* ASSIGNMENT
Each line of the entries that mentions the string "post" needs to be reported.

* SUPPLIED ENTRIES
▬▬▬▬▬▬▬▬▬▬
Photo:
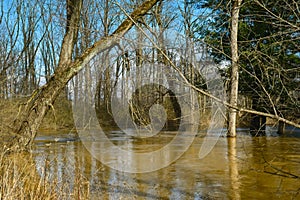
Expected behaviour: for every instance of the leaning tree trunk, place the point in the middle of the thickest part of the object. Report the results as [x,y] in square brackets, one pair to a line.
[235,68]
[31,115]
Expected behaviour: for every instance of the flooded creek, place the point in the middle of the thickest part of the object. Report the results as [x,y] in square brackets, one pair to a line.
[242,168]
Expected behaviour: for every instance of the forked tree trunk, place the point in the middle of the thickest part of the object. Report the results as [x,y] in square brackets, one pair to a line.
[235,69]
[31,115]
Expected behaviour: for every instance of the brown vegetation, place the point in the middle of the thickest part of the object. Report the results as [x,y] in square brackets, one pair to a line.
[20,180]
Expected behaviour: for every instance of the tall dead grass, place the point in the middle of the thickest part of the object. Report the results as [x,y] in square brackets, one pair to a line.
[19,179]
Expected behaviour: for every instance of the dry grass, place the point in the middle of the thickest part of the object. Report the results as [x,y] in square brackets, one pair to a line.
[19,179]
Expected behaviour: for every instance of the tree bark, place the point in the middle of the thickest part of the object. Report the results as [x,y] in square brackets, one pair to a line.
[235,68]
[31,115]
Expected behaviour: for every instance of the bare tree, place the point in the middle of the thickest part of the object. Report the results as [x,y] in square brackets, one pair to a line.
[31,115]
[235,67]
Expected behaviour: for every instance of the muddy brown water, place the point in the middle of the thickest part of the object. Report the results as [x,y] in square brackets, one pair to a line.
[242,168]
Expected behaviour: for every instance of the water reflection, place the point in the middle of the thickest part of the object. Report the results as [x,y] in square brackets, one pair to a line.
[241,168]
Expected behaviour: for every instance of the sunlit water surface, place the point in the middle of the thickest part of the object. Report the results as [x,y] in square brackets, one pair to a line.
[243,168]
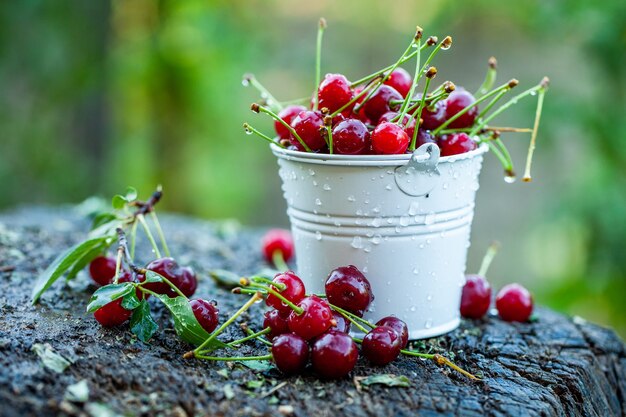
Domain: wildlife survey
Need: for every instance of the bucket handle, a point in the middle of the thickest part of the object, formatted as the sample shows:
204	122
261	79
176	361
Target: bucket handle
420	175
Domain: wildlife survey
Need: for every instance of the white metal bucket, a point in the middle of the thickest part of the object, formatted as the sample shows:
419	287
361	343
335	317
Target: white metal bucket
411	245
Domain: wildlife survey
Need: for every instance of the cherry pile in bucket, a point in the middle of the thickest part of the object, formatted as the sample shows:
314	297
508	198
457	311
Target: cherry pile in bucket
392	111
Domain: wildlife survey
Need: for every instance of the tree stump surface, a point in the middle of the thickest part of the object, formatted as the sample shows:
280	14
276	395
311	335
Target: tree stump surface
555	366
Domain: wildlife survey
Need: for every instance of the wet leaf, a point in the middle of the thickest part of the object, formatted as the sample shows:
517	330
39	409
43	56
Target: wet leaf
63	263
104	295
142	324
50	359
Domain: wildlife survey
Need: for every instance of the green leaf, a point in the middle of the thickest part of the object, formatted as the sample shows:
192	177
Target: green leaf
141	322
62	263
130	301
389	380
50	359
185	323
104	295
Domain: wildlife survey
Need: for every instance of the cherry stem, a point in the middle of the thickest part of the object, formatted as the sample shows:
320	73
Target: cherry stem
157	224
278	260
250	129
318	60
281	121
531	146
247	305
488	258
493	92
146	229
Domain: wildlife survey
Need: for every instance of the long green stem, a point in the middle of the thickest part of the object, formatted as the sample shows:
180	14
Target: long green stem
227	323
146	228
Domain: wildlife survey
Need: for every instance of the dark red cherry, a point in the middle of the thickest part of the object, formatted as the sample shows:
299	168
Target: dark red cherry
388	139
287	114
112	314
476	297
277	322
206	313
514	303
334	355
277	240
351	137
316	318
456	143
307	125
381	345
379	103
290	353
401	80
294	291
347	288
334	92
457	101
102	270
399	326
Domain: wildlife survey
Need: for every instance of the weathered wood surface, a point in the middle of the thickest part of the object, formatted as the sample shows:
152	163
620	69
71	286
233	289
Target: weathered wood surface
554	366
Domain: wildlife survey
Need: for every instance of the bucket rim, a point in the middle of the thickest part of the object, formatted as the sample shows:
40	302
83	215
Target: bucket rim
366	160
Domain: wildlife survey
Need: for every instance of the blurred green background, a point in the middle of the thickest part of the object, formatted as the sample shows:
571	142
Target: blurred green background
97	95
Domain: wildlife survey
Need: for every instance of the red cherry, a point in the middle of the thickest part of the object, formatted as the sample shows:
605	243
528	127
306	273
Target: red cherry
112	314
334	355
290	353
381	345
379	103
334	92
476	297
294	291
457	101
316	318
307	125
206	313
388	139
456	143
399	326
277	322
514	303
102	270
347	288
277	240
287	115
401	80
351	137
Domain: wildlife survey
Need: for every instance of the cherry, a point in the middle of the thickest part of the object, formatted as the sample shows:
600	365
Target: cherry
334	354
206	313
290	353
476	297
456	143
381	345
183	278
457	101
294	291
112	314
287	115
316	318
389	138
399	326
277	240
307	125
347	288
351	137
514	303
378	104
334	92
102	270
401	80
277	322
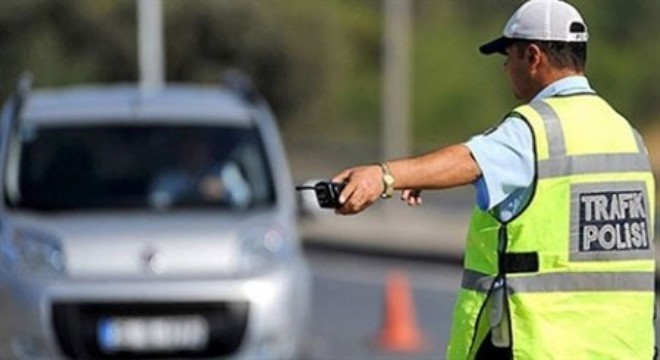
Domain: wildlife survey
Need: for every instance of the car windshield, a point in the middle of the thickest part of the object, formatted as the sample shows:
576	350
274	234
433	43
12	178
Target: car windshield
157	167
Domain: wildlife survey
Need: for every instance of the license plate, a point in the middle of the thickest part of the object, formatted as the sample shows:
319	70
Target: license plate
153	333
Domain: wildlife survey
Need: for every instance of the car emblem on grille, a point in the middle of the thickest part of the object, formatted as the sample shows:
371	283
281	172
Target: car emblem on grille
153	261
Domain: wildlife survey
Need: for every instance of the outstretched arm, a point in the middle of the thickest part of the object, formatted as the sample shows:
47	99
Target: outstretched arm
444	168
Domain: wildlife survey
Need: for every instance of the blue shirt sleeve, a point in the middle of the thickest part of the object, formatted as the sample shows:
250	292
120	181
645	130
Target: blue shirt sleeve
506	158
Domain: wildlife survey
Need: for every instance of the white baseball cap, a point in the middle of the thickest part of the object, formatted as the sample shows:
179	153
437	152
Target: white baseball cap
544	20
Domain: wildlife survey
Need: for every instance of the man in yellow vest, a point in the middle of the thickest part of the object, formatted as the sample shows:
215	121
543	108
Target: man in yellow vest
559	260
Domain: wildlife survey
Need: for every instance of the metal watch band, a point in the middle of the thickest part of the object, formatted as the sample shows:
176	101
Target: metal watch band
388	181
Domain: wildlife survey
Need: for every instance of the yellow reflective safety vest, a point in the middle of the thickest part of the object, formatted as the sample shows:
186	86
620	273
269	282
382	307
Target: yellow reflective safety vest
572	275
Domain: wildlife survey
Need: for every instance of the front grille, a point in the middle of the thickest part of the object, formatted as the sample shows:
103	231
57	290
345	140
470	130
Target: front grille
76	327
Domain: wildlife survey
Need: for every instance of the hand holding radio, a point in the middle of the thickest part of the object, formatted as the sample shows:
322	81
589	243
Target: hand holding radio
327	193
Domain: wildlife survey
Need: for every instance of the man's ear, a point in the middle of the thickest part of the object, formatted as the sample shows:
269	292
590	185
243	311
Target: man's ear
533	55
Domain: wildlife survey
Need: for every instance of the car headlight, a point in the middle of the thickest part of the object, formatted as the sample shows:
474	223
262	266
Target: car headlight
32	253
263	247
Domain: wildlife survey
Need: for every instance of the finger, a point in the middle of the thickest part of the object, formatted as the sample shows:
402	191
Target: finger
342	176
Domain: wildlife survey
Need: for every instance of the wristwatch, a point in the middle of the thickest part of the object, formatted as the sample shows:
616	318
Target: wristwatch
388	181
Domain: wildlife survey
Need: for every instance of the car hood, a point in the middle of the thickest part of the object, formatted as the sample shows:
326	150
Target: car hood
134	245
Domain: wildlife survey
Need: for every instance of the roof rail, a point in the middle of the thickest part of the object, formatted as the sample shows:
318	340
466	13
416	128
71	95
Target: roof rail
240	82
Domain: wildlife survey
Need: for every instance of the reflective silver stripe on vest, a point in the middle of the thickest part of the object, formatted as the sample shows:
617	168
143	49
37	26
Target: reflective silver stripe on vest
553	129
579	282
564	282
590	164
559	164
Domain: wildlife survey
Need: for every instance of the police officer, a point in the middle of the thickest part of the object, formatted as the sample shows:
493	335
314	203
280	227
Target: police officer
559	259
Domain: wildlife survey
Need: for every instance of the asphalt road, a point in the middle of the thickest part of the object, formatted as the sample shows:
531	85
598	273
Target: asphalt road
349	301
349	305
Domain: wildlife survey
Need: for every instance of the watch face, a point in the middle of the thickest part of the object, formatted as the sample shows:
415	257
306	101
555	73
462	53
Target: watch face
389	179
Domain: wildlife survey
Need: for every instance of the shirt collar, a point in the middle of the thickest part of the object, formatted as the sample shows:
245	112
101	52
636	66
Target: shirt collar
565	86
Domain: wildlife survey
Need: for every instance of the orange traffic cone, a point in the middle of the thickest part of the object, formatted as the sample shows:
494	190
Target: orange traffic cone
399	330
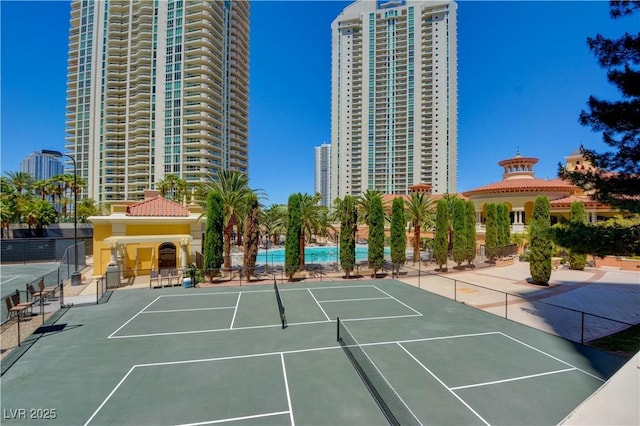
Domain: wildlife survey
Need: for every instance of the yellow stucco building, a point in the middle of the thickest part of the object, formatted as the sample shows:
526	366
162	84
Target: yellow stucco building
519	189
152	234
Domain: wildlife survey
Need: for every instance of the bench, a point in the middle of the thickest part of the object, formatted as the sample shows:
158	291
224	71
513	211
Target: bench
15	307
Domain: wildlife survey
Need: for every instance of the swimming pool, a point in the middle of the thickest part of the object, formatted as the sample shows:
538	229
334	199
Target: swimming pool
327	254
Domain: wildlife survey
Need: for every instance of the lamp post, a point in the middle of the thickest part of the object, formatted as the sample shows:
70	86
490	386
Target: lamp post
▬▬▬▬▬▬▬▬▬▬
* ANSWER SECTION
Need: for every instance of the lamp post, a point in the middle of the thickest part of the object, formatted as the sample shows:
Target: lamp post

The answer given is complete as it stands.